ИСХОДНЫЙ ТЕКСТ:
______________________________

Когда в 1932 году Уайт начал преподавать в школе Стоу, он уже научился скрывать свои естественные наклонности. Не один год он жил согласно замечательному афоризму Генри Грина, сформулированному в его книге воспоминаний о частной школе «Сложи мои вещи»: «Если человек чувствует, что отличается от других, самый лучший способ избежать неприятностей – это принимать как можно большее участие в том, чем занимаются все». Чтобы добиться одобрения и «избежать неприятностей», Уайту следовало так или иначе реагировать на происходящее вокруг: в детстве он пытался таким образом завоевать любовь матери. Его жизнь проходила в постоянном притворстве. Закончив учебу в Кембридже с высшим баллом по английскому языку, Уайт решил стать настоящим джентльменом. «Снобизм, – писал он, – одна из лучших игр, в которые играют в гостиных». Он объяснял свое решение Поттсу с легкомысленной небрежностью, но ставки в такой игре были самые высокие. Ему следовало убедить всех, что он и в самом деле джентльмен. Он выбрал правильные хобби: стрельбу, рыбную ловлю, пилотирование самолета и верховую охоту на лис с гончими. Последнее было особенно непростым делом – оно регулировалось тысячами правил и ограничений, требовало смелости, денег, умения вести себя в обществе, скакать на коне и ловко маскироваться. «Можно ли носить цилиндр, черный пиджак и сапоги без отворотов?» – волнуясь, спрашивал он у своего кембриджского приятеля Рональда Макнэра Скотта. Сомневался по поводу бриджей: «Думаю, мои – правильного цвета буйволовой кожи (нечто вроде хаки [sic]), но, возможно, плетение (или тесьма или как там это называется) слишком жесткое или, наоборот, недостаточно жесткое». Слишком жесткое… Недостаточно жесткое…
Уайт вел подробные охотничьи дневники, в которых отмечал свои успехи: сколько миль проскакал на коне, сколько установил ловушек, кого встретил, сколько живых изгородей и канав успешно преодолел. Размышлял по поводу поведения своей лошади и с болезненной уклончивостью оценивал собственные достижения: «Полагаю, я не вел себя неправильно, и меня уж точно ни разу не упрекнули», – писал он. Словно защищаясь, он строил фразы с множеством отрицаний, из которых понятно, как отчаянно он стремился принадлежать избранному обществу. В сборнике «В Англии мои кости» Уайт таким же образом описывает Бакингемшир – через отрицание. Его краю недостает выдающихся качеств, красоты и исторической значимости, а потому мир им не интересуется. Здесь спокойно. Когда Уайт далее объясняет, как Бакингемшир «скрывает свою индивидуальность, чтобы ее сохранить», но при этом «тайно, на свой манер проявляет буйную силу», вы понимаете, что пишет он о себе. Вновь маскировка. Зеркало отражает и отражается. Расплываются линии, отделяющие человека от пейзажа. Когда Уайт пишет о своей любви к природе, в глубине души он надеется, что ему удастся полюбить и себя.

______________________________

МАТЕРИАЛЫ:

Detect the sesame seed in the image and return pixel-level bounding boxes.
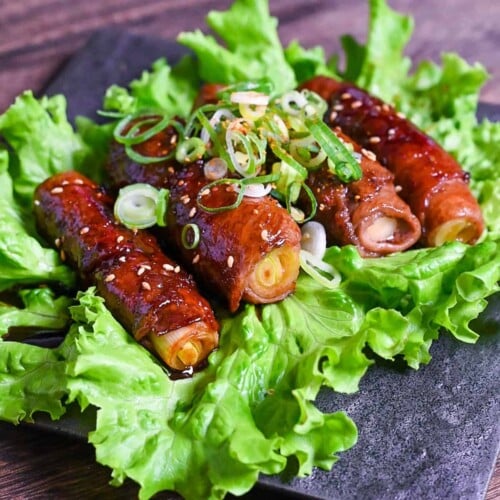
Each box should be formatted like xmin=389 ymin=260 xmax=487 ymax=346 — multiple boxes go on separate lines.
xmin=330 ymin=111 xmax=339 ymax=122
xmin=361 ymin=148 xmax=377 ymax=161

______________________________

ЗАДАНИЕ:
Соответствуют ли тексту об Уайте три утверждения ниже? Для каждого ответьте «да» или «нет» и дословно приведите слова текста, которые это решают.
1. Уайт начал преподавать в школе Стоу в 1932 году.
2. Уайт окончил Кембридж с высшим баллом по истории.
3. В сборнике «В Англии мои кости» Уайт описывает Бакингемшир через отрицание.

ОТВЕТ:
1. Да: «Когда в 1932 году Уайт начал преподавать в школе Стоу».
2. Нет: «Закончив учебу в Кембридже с высшим баллом по английскому языку».
3. Да: «В сборнике „В Англии мои кости“ Уайт таким же образом описывает Бакингемшир – через отрицание».